● **What to do**: Exact copy, pictures excluded: please retype every record below.

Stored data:
/---

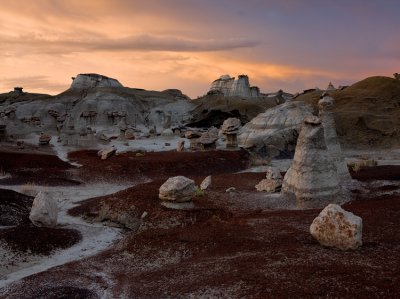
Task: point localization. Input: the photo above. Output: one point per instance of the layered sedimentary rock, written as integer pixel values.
(228, 86)
(85, 81)
(335, 227)
(326, 105)
(44, 210)
(274, 133)
(312, 177)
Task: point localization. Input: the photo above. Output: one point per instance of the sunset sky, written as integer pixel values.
(186, 44)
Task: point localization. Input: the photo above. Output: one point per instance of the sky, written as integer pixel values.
(186, 44)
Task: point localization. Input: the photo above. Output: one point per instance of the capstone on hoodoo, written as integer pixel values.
(85, 81)
(228, 86)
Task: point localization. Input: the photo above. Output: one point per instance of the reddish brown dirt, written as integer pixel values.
(38, 240)
(36, 169)
(235, 251)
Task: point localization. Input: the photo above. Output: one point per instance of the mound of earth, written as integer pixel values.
(34, 169)
(366, 113)
(212, 110)
(14, 208)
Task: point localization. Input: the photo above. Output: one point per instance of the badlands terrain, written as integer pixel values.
(115, 237)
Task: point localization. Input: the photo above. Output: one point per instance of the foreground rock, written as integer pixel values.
(177, 192)
(272, 182)
(326, 105)
(273, 134)
(312, 177)
(44, 210)
(335, 227)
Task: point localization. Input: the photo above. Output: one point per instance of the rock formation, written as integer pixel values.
(44, 210)
(326, 115)
(208, 139)
(85, 81)
(312, 177)
(228, 86)
(335, 227)
(274, 133)
(230, 128)
(272, 182)
(177, 192)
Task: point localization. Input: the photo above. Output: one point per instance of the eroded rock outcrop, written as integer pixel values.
(273, 181)
(44, 210)
(312, 177)
(177, 192)
(274, 133)
(325, 106)
(335, 227)
(230, 129)
(85, 81)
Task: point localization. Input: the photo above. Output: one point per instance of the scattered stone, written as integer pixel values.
(206, 183)
(177, 189)
(180, 147)
(312, 177)
(44, 210)
(44, 139)
(335, 227)
(208, 139)
(230, 189)
(106, 153)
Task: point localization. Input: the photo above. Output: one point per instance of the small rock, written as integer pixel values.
(205, 183)
(44, 210)
(177, 189)
(335, 227)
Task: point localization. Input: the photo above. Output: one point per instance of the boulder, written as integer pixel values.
(177, 189)
(180, 147)
(272, 182)
(205, 183)
(106, 153)
(44, 210)
(274, 133)
(326, 105)
(337, 228)
(312, 177)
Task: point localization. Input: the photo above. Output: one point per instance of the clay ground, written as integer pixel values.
(232, 245)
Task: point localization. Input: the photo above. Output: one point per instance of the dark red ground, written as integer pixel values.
(226, 247)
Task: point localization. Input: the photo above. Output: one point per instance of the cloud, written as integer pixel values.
(141, 42)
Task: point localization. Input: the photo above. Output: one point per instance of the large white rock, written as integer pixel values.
(177, 189)
(44, 210)
(312, 177)
(335, 227)
(274, 133)
(325, 106)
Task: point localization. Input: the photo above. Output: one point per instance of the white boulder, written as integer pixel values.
(177, 189)
(44, 210)
(335, 227)
(205, 183)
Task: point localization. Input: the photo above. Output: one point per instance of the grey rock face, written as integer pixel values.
(312, 177)
(335, 227)
(85, 81)
(274, 133)
(177, 189)
(325, 106)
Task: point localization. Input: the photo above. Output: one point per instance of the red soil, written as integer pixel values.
(226, 247)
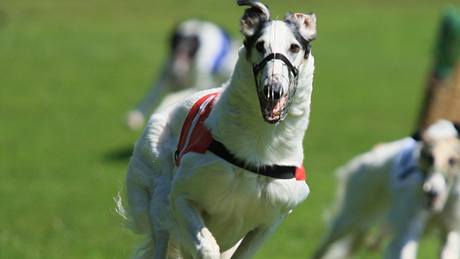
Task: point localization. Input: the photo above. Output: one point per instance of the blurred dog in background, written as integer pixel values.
(406, 185)
(202, 55)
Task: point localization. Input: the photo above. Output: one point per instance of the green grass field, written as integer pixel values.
(69, 70)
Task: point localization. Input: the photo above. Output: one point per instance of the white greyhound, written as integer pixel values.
(202, 56)
(213, 176)
(405, 186)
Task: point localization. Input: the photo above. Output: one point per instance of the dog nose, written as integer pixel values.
(273, 91)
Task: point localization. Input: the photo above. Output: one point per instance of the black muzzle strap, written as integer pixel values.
(272, 56)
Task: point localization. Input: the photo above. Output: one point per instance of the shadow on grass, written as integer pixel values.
(121, 154)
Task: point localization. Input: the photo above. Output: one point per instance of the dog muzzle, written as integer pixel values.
(274, 99)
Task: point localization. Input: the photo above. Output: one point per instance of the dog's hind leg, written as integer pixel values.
(254, 239)
(138, 194)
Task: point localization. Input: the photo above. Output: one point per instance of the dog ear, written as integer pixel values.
(305, 23)
(253, 17)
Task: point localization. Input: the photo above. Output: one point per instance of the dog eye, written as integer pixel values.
(260, 47)
(294, 48)
(452, 161)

\---

● **Answer box**:
Task: point localization. Input: the photo above. Output: one point per instance of the layered sedimentary rock, written as integer pixel values.
(228, 86)
(85, 81)
(335, 227)
(326, 105)
(44, 210)
(274, 133)
(312, 177)
Task: point localization. Input: the photo above. Output: one point per instance of the sunset sky, written as integer pixel values.
(186, 44)
Task: point localization. Input: the photo above. Output: one point per instance of the sky, written as integer pixel values.
(186, 44)
Task: point localization. Input: the photo above. Output: one point per instance of the capstone on hoodoo, written as integer pixel values.
(85, 81)
(228, 86)
Task: point localization. Input: the photo above. Output: one point per instance of the reddish brown dirt, written as integer pixel values.
(38, 240)
(36, 169)
(235, 251)
Task: point localization. Input: the photo above. Output: one point per instance of the mound of earth, written as integer pixel values.
(34, 169)
(366, 113)
(212, 110)
(14, 208)
Task: point localization. Input: the photo above. Output: one point per instance of the badlands terrain, written as integer pixel values.
(115, 237)
Task: point localization. Input: the photo above. Output: one point per instance of the foreground rock, written as integer pixel values.
(177, 192)
(272, 182)
(326, 105)
(273, 134)
(312, 177)
(44, 210)
(335, 227)
Task: point localization. Input: the photo above. Output: one point per instance of the rock formation, written as integer pixel values.
(44, 210)
(326, 115)
(208, 139)
(85, 81)
(312, 177)
(228, 86)
(335, 227)
(274, 133)
(230, 128)
(272, 182)
(177, 192)
Task: point localization. Input: the photo above. Output: one point per instance of the eroded rock outcrop, written as integer pixel values.
(273, 181)
(44, 210)
(312, 177)
(177, 192)
(274, 133)
(325, 106)
(335, 227)
(230, 129)
(85, 81)
Task: point localization. Input: the photo above. Output: one point per instance of the scattered stone, written as integer pixel values.
(206, 183)
(177, 189)
(180, 147)
(312, 177)
(44, 210)
(44, 139)
(335, 227)
(208, 139)
(230, 189)
(106, 153)
Task: point localization. Input: the photo above. Output: one point per instance of the small rock, written as integer pixel values.
(205, 183)
(44, 210)
(177, 189)
(335, 227)
Task: point localization. Input: the photo above. Output: one point per instance of the boulder, written as integer pixel values.
(177, 189)
(180, 147)
(272, 182)
(205, 183)
(106, 153)
(44, 210)
(274, 133)
(326, 105)
(337, 228)
(312, 177)
Task: point localization. Input: the photo above. Output: one point per instance of the clay ground, written as integer pixel values.
(232, 245)
Task: point localization. Input: the photo above. Output: one point per instance of the dark red ground, written as integer pixel values.
(226, 247)
Task: point localization. Input: the photo above. Output: one point per instance of the cloud, written as integer pixel values.
(141, 42)
Task: point localization. Input: the photo above. Output: one point per instance of the large white rock, written as integer pixel values.
(177, 189)
(44, 210)
(312, 177)
(335, 227)
(274, 133)
(325, 106)
Task: point localization. Input: the photo above. Output: one point per instance of the white boulder, written as integer pixel values.
(177, 189)
(44, 210)
(335, 227)
(205, 183)
Task: point localization. Input: the photo above. Output: one point per instance of the grey rock face, written as integer pixel values.
(312, 177)
(335, 227)
(85, 81)
(274, 133)
(177, 189)
(325, 106)
Task: point localization. Input: the photo above. Output: one point per instance of the red soil, written as integer pixel values.
(226, 247)
Task: point localization. Input: the photo above. Output: one point per instance of the blurred dog in background, written as integer pixel values.
(406, 185)
(202, 55)
Task: point localization. Input: the photo above. Output: one point per instance of the green grass field, written as integer pixel values.
(69, 70)
Task: point localization. Input: the photo above. Output: one point per instance of the white greyhound, written as integer pixel values.
(202, 56)
(213, 176)
(405, 186)
Task: point localization. Input: the photo above. Output: one point per instance of the dog nose, written as integer pixel values.
(273, 91)
Task: point localization. Input: the photo above. Output: one point per instance of the black muzzle strap, written as integer pixel values.
(272, 56)
Task: point localization. Input: the photo above. Output: one point per instance of the shadow on grass, written as integer pixel values.
(121, 154)
Task: point localization. Input: the photo above. Output: one point per instance of the dog muzzle, written as integer pixel values.
(274, 99)
Task: point localization. Input: the photo above. Output: one point per instance of the dog's hind leg, written as integer pixel values.
(254, 239)
(138, 194)
Task: point localization. Input: the photo above. Output: one point per instance of the dog ear, written as integer pixel values.
(305, 23)
(253, 17)
Task: point localization. Input: the photo above. Output: one point per instance of the dog eye, written as integer pixel values.
(260, 47)
(294, 48)
(452, 161)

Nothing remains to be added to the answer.